• [Goal of the exercise]
Locate every line in the rows below that contains the word "potted" and copy each of those lines. Case counts.

• [Record list]
----------------

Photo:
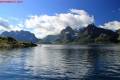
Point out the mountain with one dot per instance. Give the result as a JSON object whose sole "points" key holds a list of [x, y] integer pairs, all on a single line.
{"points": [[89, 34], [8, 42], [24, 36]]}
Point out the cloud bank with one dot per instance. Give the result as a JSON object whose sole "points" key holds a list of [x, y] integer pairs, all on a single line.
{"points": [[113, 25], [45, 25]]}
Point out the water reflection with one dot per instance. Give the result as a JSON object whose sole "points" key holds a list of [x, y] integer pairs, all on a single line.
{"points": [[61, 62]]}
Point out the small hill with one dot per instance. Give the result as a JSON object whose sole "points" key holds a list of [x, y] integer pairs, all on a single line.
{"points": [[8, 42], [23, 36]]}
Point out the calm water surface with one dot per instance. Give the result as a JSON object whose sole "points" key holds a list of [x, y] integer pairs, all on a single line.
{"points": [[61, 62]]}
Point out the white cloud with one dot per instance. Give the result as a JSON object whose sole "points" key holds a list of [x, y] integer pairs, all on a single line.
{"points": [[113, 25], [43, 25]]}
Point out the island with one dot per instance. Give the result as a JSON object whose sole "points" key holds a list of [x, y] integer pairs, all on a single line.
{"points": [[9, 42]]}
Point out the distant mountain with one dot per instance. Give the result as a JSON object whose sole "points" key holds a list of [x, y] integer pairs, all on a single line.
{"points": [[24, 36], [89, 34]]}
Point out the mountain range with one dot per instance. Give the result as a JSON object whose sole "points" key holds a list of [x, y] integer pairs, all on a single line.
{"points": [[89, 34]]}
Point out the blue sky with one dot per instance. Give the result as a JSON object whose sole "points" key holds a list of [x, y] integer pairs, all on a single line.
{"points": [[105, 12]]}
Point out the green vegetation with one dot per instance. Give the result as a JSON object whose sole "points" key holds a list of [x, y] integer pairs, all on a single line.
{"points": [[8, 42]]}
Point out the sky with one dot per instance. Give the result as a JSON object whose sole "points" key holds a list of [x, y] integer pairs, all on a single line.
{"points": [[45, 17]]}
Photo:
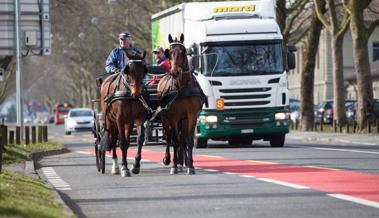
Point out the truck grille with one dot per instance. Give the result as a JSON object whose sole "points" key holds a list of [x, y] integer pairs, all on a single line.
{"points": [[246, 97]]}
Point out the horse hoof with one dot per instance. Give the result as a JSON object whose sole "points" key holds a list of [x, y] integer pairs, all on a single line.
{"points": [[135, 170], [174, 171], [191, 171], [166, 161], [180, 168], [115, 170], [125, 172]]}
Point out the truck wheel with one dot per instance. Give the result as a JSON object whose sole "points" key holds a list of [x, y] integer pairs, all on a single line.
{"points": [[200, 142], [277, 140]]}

----------------

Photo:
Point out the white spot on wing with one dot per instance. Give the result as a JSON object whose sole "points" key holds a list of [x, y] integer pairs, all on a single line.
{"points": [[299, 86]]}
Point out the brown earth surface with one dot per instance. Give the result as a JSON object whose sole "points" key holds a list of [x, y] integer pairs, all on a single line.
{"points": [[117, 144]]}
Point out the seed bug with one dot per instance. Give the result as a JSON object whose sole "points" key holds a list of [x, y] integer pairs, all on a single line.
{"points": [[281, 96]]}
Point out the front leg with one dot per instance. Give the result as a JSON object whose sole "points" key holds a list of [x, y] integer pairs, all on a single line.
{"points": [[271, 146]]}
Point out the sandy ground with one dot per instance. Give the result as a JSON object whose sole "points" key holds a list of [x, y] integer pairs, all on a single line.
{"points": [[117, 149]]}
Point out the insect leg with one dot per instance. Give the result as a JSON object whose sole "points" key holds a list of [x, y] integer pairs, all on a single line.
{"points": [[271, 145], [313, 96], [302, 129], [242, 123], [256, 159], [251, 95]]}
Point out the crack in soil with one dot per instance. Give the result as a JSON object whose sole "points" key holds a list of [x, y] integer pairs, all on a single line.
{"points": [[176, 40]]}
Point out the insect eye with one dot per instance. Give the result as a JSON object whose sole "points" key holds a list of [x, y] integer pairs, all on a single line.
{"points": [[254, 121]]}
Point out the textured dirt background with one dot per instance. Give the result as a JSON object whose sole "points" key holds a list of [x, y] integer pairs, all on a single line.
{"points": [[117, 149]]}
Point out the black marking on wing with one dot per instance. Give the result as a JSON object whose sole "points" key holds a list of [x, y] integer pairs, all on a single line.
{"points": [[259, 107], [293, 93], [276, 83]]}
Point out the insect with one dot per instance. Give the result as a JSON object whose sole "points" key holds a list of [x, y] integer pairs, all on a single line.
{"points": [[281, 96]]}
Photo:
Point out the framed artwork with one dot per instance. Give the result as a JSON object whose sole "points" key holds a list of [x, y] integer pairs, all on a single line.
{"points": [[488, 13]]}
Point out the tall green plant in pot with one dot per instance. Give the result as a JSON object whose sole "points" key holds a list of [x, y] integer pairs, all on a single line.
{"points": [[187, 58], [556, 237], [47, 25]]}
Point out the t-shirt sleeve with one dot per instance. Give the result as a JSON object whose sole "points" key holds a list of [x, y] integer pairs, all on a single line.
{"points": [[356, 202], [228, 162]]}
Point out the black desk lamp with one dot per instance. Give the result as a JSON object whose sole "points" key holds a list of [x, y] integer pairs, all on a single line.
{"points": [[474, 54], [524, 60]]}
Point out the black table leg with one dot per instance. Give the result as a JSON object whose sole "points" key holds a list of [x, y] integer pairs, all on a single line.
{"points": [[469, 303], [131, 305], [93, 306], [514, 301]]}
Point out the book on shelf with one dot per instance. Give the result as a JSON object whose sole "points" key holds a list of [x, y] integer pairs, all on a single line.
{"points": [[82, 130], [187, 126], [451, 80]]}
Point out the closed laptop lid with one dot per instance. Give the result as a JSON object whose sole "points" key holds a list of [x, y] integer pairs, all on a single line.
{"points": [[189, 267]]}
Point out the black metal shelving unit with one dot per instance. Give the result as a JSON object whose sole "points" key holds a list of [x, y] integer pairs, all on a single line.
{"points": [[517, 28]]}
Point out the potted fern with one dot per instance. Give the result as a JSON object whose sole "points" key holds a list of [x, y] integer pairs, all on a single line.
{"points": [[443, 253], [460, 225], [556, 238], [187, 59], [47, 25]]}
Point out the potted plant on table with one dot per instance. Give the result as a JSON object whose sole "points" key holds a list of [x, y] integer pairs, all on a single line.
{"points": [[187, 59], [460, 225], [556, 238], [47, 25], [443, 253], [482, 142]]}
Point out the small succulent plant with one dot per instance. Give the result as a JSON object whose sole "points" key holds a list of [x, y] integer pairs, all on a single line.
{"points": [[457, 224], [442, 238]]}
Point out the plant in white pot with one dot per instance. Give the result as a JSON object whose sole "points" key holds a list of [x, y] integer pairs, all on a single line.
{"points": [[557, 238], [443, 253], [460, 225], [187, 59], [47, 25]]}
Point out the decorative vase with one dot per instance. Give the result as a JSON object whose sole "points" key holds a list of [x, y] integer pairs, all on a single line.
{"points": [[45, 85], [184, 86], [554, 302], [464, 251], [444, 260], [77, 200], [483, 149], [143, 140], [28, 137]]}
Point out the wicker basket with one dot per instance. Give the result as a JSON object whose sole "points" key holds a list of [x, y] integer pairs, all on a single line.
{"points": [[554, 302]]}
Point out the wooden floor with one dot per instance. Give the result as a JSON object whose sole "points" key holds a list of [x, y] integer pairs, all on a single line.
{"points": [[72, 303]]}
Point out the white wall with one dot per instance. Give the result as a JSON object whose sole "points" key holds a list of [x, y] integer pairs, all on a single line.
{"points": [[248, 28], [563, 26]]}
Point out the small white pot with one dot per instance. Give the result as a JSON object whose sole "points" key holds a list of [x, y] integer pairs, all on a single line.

----------------

• [Response to this exercise]
Point out the potted fern with one dot per instance. Give the result as a JSON object whose sole "points" key holds a list of [x, y] integer pairs, all on a single line.
Point out the potted plant on table with one dot per instance. Give the result as a JSON object whose sole "points" key holds a list of [x, y] integer pairs, all on a single line.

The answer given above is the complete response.